Assignment: Pull every line containing "bark" from the listing.

Supplied records:
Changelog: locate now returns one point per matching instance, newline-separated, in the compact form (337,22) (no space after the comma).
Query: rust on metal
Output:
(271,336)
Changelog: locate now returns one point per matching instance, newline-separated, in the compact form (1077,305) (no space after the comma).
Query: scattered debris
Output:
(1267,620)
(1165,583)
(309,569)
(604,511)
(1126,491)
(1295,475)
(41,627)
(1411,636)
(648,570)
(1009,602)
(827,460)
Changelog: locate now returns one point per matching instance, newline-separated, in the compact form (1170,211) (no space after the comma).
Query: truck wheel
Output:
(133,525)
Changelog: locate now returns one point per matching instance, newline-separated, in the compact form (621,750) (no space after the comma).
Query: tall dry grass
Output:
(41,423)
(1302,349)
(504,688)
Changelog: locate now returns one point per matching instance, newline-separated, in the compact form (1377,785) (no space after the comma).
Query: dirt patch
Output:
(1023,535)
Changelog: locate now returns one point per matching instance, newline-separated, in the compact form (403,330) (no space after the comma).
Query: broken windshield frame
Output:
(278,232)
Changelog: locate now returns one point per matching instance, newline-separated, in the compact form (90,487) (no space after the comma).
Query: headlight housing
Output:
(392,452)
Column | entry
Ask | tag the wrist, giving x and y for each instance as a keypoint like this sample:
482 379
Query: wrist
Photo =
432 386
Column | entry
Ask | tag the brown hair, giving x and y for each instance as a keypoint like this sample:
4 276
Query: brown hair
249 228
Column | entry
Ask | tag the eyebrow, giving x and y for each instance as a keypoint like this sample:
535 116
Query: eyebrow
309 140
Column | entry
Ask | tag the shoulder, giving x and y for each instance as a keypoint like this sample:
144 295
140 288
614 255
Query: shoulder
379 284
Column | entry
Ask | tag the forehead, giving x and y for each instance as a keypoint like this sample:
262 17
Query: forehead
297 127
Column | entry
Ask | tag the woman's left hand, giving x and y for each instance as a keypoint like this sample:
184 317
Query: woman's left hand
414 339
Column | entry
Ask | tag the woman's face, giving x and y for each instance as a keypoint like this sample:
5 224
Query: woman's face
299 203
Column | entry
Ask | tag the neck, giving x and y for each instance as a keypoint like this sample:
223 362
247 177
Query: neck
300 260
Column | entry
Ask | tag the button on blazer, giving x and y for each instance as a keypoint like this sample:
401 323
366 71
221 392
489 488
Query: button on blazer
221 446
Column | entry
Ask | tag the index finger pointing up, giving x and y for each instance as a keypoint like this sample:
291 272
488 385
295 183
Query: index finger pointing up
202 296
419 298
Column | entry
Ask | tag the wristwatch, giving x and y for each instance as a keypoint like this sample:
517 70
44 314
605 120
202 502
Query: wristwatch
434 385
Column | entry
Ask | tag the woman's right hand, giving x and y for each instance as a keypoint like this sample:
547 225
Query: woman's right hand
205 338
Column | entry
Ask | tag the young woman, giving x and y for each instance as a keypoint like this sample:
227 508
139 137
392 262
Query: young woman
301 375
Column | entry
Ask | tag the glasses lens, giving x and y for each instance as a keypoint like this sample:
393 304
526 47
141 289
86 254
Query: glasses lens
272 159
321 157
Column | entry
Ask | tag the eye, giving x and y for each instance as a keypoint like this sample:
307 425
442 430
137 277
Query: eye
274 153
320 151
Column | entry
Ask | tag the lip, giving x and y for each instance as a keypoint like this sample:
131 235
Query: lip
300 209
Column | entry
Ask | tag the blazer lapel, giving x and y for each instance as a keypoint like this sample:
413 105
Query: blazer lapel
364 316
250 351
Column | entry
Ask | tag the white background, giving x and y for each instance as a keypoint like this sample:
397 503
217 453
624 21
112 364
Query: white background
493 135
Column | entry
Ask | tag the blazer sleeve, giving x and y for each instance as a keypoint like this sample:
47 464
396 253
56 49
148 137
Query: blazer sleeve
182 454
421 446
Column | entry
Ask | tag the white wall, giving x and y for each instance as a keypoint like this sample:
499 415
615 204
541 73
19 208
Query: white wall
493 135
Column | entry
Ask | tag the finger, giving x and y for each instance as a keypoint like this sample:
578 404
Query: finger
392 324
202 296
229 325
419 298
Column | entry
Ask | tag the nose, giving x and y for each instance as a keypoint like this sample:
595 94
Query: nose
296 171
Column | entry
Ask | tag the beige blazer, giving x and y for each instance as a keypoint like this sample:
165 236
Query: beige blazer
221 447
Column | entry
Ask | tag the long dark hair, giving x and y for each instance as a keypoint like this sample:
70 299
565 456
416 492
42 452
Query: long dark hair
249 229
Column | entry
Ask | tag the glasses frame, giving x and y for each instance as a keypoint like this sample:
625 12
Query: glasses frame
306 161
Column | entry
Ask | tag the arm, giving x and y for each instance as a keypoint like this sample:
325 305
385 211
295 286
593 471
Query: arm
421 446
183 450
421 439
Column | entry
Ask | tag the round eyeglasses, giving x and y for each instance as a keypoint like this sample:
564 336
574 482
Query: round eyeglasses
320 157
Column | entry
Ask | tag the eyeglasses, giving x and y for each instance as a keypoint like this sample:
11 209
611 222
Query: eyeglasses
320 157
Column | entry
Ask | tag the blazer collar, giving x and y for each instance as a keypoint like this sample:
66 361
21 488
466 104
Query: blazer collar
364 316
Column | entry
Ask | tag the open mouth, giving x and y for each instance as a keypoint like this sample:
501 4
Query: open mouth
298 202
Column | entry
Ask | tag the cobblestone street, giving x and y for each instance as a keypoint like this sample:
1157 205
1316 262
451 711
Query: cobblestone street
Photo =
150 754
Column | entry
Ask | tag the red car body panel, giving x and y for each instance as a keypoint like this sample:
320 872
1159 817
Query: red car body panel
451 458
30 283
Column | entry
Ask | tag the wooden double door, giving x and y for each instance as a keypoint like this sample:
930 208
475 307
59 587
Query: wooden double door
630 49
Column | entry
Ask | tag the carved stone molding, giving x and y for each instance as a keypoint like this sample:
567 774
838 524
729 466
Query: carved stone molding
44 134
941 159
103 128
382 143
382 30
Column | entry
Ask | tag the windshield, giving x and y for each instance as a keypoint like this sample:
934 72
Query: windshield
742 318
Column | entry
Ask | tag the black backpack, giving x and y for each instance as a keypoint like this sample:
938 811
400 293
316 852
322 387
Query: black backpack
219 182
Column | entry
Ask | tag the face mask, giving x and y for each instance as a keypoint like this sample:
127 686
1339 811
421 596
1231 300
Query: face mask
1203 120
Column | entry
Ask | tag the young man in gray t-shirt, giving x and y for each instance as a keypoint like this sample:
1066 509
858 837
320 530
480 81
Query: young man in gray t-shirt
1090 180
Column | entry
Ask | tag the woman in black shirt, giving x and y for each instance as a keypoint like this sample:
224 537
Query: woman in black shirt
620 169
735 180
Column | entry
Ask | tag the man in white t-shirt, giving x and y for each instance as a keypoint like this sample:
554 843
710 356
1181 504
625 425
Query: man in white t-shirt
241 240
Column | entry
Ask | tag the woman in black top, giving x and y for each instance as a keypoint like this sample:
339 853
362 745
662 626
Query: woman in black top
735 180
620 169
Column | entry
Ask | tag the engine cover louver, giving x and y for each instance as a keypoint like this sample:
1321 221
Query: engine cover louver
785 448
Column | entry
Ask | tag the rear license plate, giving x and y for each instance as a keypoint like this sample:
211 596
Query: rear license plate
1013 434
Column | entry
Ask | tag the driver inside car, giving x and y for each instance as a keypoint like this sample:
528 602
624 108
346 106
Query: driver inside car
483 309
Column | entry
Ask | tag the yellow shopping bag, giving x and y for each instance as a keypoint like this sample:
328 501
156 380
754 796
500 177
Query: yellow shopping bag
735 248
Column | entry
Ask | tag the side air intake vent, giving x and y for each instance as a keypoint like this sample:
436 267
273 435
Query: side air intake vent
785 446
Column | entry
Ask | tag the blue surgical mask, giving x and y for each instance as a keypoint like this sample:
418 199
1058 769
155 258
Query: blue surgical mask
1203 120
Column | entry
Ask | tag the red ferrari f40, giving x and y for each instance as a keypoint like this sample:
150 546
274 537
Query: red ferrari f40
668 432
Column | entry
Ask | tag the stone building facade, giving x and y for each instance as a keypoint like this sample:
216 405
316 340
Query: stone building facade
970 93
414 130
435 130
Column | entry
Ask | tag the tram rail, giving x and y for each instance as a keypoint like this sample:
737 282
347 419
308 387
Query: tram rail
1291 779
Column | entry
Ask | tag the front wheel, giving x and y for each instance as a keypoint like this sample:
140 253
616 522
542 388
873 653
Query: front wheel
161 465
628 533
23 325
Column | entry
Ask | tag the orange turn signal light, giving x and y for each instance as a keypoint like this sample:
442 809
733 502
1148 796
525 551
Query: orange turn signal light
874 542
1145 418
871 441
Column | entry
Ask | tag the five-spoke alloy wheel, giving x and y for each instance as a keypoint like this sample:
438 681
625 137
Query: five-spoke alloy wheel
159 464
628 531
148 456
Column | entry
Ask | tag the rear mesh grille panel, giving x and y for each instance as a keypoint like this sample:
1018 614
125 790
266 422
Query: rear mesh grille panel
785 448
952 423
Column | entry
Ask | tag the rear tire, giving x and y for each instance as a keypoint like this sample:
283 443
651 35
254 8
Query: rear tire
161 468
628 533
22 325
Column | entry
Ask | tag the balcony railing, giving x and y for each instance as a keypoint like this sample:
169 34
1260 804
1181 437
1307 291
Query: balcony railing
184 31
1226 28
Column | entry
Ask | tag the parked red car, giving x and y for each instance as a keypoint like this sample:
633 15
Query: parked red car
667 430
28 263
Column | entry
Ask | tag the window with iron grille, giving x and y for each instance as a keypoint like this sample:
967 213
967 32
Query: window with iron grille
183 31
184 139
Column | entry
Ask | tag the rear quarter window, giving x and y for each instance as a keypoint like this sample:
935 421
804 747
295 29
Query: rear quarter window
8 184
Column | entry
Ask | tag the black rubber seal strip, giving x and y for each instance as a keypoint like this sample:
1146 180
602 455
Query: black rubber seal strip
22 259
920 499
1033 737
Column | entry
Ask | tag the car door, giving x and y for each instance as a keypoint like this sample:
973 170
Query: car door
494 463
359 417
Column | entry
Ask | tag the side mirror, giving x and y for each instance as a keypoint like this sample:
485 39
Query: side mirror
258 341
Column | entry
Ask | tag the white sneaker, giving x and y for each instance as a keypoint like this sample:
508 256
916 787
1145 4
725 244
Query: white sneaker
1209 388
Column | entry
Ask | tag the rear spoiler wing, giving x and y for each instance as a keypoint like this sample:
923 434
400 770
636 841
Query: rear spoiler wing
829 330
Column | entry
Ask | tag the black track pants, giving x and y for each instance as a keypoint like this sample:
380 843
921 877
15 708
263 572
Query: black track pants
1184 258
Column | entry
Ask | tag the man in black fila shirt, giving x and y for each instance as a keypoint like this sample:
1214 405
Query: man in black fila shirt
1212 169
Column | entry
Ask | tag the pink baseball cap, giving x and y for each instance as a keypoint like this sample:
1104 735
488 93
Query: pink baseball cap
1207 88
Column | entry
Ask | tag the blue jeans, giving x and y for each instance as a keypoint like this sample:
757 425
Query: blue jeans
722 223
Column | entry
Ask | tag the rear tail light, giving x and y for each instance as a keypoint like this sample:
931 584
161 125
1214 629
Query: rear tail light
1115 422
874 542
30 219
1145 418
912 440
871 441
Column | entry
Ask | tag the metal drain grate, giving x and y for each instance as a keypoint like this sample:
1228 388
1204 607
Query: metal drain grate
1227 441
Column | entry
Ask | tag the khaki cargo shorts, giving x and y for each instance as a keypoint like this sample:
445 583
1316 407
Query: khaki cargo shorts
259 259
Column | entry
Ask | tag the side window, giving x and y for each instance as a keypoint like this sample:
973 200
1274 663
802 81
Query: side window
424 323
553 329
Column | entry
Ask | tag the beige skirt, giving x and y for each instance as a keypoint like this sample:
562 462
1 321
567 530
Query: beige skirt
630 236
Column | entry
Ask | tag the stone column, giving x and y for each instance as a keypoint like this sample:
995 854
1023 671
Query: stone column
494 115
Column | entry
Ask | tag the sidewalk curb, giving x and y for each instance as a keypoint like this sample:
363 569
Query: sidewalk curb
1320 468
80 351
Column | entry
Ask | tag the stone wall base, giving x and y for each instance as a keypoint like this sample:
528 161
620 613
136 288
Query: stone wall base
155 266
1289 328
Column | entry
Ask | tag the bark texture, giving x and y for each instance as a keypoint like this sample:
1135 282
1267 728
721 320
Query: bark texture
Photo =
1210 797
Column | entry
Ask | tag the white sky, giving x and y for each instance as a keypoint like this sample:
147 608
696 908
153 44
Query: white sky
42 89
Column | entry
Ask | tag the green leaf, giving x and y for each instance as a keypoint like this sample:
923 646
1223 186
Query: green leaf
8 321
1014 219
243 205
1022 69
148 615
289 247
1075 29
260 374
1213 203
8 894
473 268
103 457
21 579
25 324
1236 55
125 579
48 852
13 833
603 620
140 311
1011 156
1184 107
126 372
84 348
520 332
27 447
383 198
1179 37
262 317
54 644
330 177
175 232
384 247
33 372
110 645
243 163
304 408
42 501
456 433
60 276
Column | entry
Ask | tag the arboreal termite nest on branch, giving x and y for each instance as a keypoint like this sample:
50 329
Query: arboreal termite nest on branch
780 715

Solved exercise:
Ask | tag the bark texture, giving x and y for each instance as a keypoint like this sample:
Query: bark texture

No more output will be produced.